***** Provided passage *****

"How can we have peace if we don't build relationships?" The plea and key to life beyond war emotes from African Ikenna Ezeibe in the new 2012 film, Dialogue in Nigeria: Muslims & Christians Creating Their Future. Ezeibe was among the 200 adversaries -- courageous young women and men who united successfully in Jos, central Nigeria, the centre of recent brutal violence that echoed worldwide.

Refusing to be enemies, they were together during days and evenings of the 2010 International Conference on Youth and Interfaith Communication. Crossing lines of religion, economics, tribe, and gender, they transcended the status quo and discovered empathy for each other. Listening-to-learn, they dignified themselves and the "other" realizing that "an enemy is one whose story we have not heard". Face to face in small circles, they began with ice-breakers and continued in depth, discovering one another's equal humanity - fear, grief, needs, hopes, and concrete plans for a shared future.

***** Dataset excerpts *****

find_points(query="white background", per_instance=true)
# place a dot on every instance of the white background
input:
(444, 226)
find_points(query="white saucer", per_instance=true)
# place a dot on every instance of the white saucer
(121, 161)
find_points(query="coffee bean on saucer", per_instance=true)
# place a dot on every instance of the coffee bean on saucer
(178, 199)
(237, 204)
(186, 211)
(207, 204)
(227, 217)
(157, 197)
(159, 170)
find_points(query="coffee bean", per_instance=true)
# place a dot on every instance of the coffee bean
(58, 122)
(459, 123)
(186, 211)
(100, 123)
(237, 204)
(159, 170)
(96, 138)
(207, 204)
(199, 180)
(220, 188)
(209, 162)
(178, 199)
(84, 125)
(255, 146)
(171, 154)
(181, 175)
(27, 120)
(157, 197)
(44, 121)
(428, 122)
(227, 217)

*****
***** Dataset excerpts *****

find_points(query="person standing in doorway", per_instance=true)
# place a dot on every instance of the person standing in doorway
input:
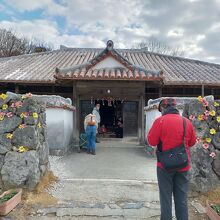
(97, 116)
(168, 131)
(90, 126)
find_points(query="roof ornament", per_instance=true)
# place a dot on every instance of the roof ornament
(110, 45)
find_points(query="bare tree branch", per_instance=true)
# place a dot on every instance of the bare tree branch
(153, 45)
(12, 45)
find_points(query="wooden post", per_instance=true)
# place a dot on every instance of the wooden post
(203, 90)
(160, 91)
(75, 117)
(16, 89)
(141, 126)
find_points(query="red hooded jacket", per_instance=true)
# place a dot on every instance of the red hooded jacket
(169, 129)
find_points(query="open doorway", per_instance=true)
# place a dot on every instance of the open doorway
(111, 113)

*****
***** Dataset excerpts *****

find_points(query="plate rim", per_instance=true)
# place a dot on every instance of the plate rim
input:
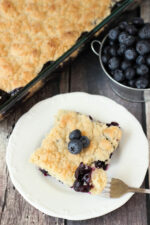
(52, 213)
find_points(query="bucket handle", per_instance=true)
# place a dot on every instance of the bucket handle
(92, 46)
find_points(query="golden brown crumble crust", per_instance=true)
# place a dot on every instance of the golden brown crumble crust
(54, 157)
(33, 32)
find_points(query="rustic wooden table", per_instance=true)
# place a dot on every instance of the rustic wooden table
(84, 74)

*****

== Required action ==
In one to three sentences, explain why the young participants in the Nigeria dialogue passage were together during the days and evenings of the 2010 conference. Base the response only on the Nigeria dialogue passage.

== Finished task ==
They refused to be enemies. Crossing lines of religion, economics, tribe, and gender, they gathered to listen to and learn from one another in small circles.